Set task 1:
Write out everything in the passage on a hypothetical South African history from "As in the rest" down to "biggest export market.".

There was, accordingly, enormous relief in both the Cape and KwaNatal when the Transvaal and the OFS did finally reach a negotiated solution in 2005-6. The problem was, however, that their bittereinder resistance meant that they now made an abrupt transition from Afrikaner rule to black majority rule.

As in the rest of Africa the suddenness of this transition led to many problems, with a wholly inexperienced and inept new government quickly indulging in runaway corruption and grossly incompetent policy blunders, phenomena which had been much less prominent in the Cape and KwaNatal thanks to the gradualism of their own transitions.

While this led to a degree of self-congratulation in the two coastal states, a considerable nervousness remained as they watched the looting and increasing dilapidation of the Transvaal and

OFS. There seemed a real possibility that the two republics might self-destruct and it was far from clear that the two coastal states could avoid the fall-out from that. After all, the Transvaal was by far their biggest export market.

Both the Cape and KwaNatal sought to insure themselves by seeking strenuously to lessen their dependence on the two states of the interior by growing their international trade and investment. But the worry remains.

Conclusion

As may be seen, to some extent this scenario draws upon the ideas about “asymmetrical federalism” which were floated in the twilight days of apartheid, though my suggestion is that if the two coastal states had existed separately they would have resorted to such solutions much earlier – and that would have given them a much better chance of working.

Thus, for example, by the time the Natal Indaba proposed its solution in 1986 it was probably already too late for it to work because by then the UDF/ANC forces were already too strong. If, however, Natal had always been separate, and if such a solution had been sought before 1970 it might have had a good chance of working. Something of the same applies to the Cape as well.

The fact that both the Cape and what I have called KwaNatal (the Indaba designation) come fairly well out of this hypothetical history should not be read as an endorsement of their separate independence now.

Set task 2:
Rewrite everything in the rows from the line containing "on the woven" down to the line containing "x=643, y=397", replacing "woven basket" with "wicker basket" and keeping all else unchanged.

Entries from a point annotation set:
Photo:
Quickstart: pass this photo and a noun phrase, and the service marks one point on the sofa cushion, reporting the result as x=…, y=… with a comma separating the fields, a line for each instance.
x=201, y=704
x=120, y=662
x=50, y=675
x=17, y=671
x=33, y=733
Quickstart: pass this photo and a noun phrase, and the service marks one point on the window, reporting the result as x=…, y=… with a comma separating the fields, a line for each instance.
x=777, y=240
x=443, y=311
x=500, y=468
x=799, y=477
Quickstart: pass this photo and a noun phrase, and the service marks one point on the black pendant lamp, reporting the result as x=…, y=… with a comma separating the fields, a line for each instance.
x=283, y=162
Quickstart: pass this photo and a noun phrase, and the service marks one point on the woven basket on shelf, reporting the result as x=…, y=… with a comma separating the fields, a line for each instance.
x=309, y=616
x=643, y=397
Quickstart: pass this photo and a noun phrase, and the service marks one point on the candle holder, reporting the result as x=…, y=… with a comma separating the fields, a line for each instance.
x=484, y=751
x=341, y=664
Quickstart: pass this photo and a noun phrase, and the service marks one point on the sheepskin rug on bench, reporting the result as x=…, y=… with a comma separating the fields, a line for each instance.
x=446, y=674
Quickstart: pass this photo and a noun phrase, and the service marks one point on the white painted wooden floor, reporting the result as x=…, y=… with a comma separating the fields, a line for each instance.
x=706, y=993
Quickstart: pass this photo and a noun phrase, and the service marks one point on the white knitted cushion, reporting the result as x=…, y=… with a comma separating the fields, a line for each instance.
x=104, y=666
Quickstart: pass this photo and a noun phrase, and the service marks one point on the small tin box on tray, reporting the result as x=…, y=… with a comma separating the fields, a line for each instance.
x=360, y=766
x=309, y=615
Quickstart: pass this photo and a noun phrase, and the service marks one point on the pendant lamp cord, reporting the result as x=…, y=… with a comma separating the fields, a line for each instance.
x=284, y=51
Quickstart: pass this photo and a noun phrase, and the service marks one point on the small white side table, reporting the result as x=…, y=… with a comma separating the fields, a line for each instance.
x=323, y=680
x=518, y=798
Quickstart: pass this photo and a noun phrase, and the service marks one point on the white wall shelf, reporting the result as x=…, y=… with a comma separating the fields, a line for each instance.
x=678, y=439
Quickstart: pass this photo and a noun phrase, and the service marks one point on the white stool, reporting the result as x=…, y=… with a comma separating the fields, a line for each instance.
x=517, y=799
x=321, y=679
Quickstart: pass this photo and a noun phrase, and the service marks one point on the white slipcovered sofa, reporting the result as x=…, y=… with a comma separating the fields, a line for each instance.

Complete answer 1:
As in the rest of Africa the suddenness of this transition led to many problems, with a wholly inexperienced and inept new government quickly indulging in runaway corruption and grossly incompetent policy blunders, phenomena which had been much less prominent in the Cape and KwaNatal thanks to the gradualism of their own transitions.

While this led to a degree of self-congratulation in the two coastal states, a considerable nervousness remained as they watched the looting and increasing dilapidation of the Transvaal and

OFS. There seemed a real possibility that the two republics might self-destruct and it was far from clear that the two coastal states could avoid the fall-out from that. After all, the Transvaal was by far their biggest export market.

Complete answer 2:
Quickstart: pass this photo and a noun phrase, and the service marks one point on the wicker basket on shelf, reporting the result as x=…, y=… with a comma separating the fields, a line for each instance.
x=309, y=616
x=643, y=397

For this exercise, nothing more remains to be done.